*What the task requires*.
Would you reproduce exactly the lines below from the one holding "Target: white concrete pavement" through the one holding "Target: concrete road", inclusive, and no others?

——————

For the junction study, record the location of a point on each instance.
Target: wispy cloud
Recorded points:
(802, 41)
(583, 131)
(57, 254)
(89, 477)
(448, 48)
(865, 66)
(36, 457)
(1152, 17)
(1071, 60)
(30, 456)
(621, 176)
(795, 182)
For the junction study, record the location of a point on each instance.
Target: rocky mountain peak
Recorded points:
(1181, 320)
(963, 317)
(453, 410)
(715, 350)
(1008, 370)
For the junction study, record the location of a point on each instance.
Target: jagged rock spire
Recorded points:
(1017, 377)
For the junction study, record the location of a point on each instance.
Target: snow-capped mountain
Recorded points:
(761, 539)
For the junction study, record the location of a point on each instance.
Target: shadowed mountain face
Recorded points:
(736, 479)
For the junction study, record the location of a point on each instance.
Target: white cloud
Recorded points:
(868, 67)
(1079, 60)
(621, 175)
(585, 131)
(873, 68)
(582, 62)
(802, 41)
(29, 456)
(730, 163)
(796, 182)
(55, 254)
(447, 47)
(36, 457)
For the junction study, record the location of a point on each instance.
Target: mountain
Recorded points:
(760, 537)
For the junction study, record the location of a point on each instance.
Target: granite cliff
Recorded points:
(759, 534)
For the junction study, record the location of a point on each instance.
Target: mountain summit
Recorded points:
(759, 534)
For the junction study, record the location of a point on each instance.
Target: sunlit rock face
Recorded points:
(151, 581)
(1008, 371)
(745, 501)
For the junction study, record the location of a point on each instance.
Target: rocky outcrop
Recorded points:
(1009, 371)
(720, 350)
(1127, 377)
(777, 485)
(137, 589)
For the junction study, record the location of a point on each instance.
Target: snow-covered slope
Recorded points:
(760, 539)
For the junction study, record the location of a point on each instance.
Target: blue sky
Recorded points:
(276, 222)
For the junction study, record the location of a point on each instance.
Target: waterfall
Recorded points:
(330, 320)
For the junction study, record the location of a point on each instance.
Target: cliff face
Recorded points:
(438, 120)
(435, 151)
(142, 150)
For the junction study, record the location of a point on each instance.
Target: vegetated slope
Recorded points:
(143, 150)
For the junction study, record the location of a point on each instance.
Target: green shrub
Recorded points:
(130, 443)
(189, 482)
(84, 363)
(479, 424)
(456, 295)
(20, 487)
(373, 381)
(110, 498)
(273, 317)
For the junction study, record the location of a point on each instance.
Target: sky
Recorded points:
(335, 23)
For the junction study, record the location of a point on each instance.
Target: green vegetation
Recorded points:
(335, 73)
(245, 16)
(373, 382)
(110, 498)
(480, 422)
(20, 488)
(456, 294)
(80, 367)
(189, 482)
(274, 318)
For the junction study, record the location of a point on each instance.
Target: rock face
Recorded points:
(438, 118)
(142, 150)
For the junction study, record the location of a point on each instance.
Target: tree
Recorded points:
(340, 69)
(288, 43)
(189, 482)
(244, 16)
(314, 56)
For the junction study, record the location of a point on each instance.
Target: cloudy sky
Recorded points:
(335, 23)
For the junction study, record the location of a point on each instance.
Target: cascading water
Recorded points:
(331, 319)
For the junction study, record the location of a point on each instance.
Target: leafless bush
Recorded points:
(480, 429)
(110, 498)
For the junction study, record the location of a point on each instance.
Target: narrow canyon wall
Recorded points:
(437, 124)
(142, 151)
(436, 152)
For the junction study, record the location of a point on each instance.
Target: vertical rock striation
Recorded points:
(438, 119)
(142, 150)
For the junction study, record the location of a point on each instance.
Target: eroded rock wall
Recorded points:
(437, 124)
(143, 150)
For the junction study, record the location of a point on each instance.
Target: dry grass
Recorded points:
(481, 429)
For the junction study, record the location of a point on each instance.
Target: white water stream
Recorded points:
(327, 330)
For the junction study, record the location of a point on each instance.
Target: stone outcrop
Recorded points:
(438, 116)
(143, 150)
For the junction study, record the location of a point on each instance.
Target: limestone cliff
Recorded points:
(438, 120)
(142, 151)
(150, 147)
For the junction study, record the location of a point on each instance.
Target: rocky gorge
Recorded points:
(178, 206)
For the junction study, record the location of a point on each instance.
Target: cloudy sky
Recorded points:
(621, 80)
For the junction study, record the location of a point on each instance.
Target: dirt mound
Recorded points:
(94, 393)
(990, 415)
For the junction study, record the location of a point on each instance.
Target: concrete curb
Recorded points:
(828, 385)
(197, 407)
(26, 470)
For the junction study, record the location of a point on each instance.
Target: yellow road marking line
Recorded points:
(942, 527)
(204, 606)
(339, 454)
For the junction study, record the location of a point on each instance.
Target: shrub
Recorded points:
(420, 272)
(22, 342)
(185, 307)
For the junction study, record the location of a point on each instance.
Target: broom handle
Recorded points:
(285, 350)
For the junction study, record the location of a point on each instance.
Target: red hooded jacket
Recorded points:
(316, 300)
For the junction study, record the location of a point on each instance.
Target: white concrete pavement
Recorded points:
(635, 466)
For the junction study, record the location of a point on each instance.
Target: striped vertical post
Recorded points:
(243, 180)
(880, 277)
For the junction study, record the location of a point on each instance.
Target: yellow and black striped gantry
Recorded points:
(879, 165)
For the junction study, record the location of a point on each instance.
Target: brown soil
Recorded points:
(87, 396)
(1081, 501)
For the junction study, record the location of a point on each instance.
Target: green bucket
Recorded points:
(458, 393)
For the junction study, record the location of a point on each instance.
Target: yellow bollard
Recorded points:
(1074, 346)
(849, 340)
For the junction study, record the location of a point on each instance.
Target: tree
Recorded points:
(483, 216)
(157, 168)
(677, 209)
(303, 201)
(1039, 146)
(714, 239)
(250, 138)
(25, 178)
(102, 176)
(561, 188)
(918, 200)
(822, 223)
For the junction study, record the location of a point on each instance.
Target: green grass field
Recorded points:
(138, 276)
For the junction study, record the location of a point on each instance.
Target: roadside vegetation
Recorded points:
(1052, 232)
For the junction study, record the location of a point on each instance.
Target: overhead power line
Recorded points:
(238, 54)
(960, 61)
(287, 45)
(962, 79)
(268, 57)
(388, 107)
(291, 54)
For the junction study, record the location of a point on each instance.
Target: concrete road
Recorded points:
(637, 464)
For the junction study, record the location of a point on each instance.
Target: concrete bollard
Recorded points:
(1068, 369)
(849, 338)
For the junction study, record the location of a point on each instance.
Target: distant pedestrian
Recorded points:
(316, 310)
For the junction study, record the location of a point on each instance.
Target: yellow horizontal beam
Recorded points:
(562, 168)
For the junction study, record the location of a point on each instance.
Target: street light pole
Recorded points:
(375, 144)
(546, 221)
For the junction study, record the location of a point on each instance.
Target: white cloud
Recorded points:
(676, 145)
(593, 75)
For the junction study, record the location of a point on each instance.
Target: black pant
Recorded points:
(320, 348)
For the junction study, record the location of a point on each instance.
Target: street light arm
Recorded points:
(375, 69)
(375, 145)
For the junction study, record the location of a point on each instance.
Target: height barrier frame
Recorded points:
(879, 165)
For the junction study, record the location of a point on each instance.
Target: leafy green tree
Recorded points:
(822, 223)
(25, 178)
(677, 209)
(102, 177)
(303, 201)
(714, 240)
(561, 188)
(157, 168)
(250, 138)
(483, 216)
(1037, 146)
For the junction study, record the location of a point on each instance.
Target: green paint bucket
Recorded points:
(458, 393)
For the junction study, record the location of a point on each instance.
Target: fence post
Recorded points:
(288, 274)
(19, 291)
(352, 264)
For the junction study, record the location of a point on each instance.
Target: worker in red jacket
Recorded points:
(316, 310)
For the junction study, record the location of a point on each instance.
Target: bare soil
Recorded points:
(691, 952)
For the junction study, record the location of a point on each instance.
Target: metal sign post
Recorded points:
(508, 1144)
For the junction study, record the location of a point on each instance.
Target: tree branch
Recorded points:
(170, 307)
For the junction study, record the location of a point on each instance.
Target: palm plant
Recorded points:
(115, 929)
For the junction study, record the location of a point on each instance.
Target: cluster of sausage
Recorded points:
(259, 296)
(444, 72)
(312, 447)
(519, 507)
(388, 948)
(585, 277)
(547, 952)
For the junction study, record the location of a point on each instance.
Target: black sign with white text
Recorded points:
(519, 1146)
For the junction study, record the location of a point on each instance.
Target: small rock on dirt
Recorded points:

——————

*Finished task*.
Target: white concrete pavement
Recorded points:
(635, 466)
For the junction study, record the location of a point on each instance.
Target: striped vertical post
Recorded points:
(243, 180)
(880, 277)
For the junction study, record the location of a point on each instance.
Target: yellow and black striped gantry
Recorded points:
(879, 165)
For the junction study, record the location of a point on each instance.
Target: brown soil
Recorded points:
(87, 396)
(1081, 501)
For the junction study, record the location of a point on each instance.
Target: green bucket
Recorded points:
(458, 393)
For the junction study, record the location of a point on each instance.
Target: yellow bollard
Recorded points:
(1074, 346)
(849, 340)
For the junction study, record the location of a point on each instance.
Target: tree
Recorded points:
(483, 216)
(157, 168)
(677, 209)
(303, 201)
(1039, 146)
(714, 239)
(250, 138)
(25, 178)
(102, 176)
(561, 188)
(918, 200)
(822, 223)
For the junction study, record the location of a point on each instance.
Target: green grass field
Recorded points:
(138, 276)
For the junction study, record the location of a point on each instance.
Target: roadside vegetation
Recorded points:
(1052, 232)
For the junction study, record the location of a point on each instance.
Target: overhead power line
Recorded points:
(238, 54)
(960, 61)
(287, 45)
(962, 79)
(268, 57)
(388, 107)
(291, 54)
For the junction study, record the location of a point on each instance.
Target: concrete road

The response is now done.